▶ Required task
Rescale the data below, starting at the line containing "pipe in the photo above." and ending at the last line of the data. Copy every line in that stretch unchanged, except multiply each point coordinate by 0.85 and round it to a whole number, with halves rounding up.

▶ Extracted data
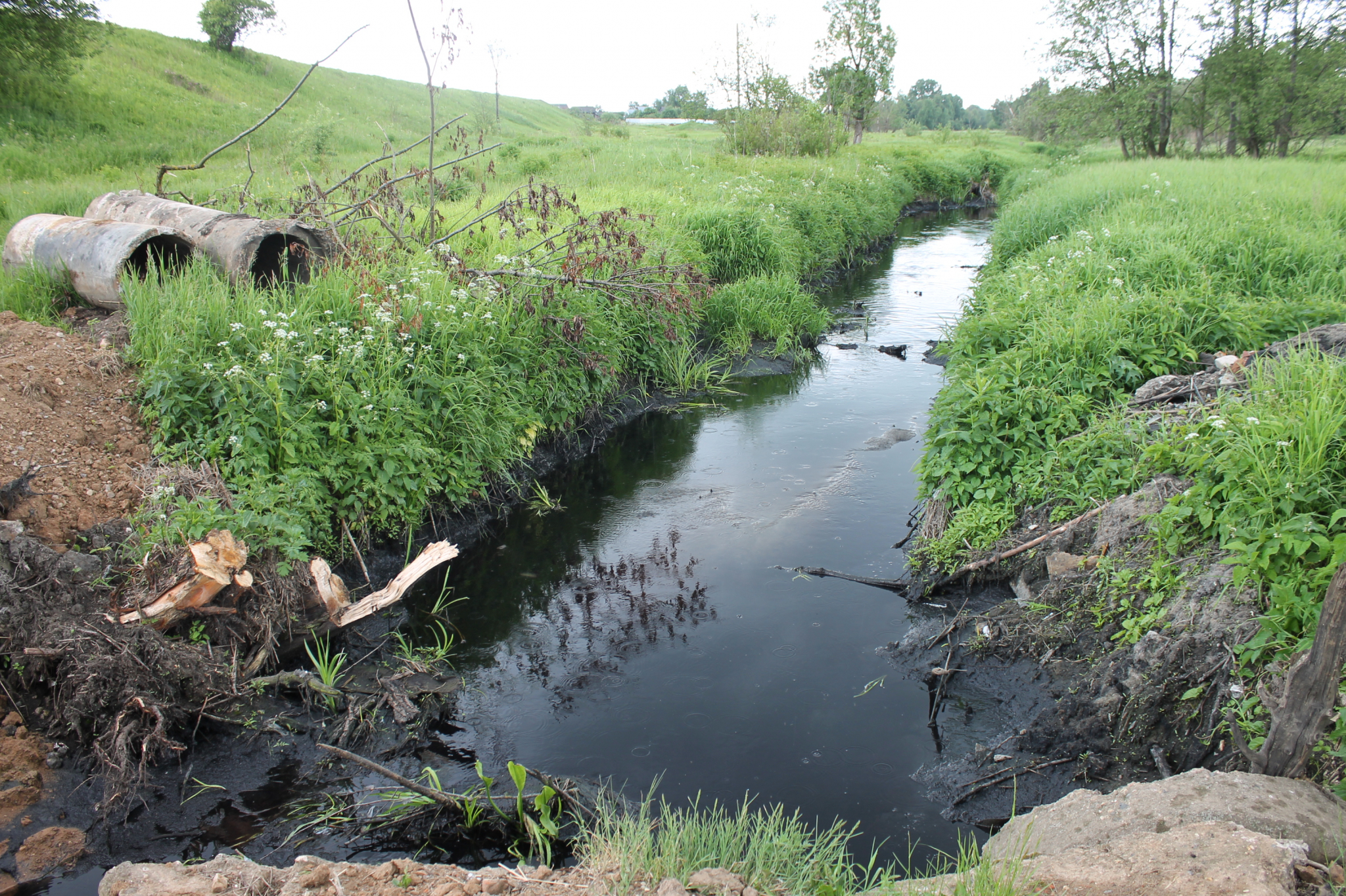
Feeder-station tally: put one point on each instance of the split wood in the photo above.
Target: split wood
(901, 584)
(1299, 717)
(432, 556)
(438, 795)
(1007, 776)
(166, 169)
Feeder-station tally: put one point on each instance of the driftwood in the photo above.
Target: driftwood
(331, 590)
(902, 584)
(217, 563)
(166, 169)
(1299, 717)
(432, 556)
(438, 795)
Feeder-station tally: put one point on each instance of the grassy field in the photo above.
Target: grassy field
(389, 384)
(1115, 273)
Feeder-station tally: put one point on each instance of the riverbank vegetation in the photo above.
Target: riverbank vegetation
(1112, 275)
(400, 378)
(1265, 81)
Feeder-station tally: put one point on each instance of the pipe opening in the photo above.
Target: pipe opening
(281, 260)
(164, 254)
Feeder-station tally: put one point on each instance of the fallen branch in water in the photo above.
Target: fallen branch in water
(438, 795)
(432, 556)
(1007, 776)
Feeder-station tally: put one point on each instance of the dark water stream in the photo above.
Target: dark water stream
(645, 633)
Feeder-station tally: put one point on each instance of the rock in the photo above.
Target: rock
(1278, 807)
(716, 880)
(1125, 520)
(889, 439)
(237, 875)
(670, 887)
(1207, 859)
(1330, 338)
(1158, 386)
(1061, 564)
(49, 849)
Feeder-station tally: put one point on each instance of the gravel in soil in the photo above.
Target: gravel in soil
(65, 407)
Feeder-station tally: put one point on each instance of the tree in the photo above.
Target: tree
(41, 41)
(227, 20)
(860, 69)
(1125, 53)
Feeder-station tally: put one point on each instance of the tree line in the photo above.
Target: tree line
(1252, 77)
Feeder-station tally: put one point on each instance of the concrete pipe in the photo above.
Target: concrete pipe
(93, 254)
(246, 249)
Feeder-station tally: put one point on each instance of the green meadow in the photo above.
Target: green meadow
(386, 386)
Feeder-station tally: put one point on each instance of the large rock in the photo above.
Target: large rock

▶ Result below
Feeder-station tally: put one point on each instance of the concrete pipe in the photo above.
Target: concrete pipe
(79, 216)
(209, 212)
Feeder-station tally: put one point on each instance of the green meadow in the photo above.
Target: green meadow
(328, 328)
Feeder-station tally: put one point on each instance of the large rock in the photo above.
Target: large rock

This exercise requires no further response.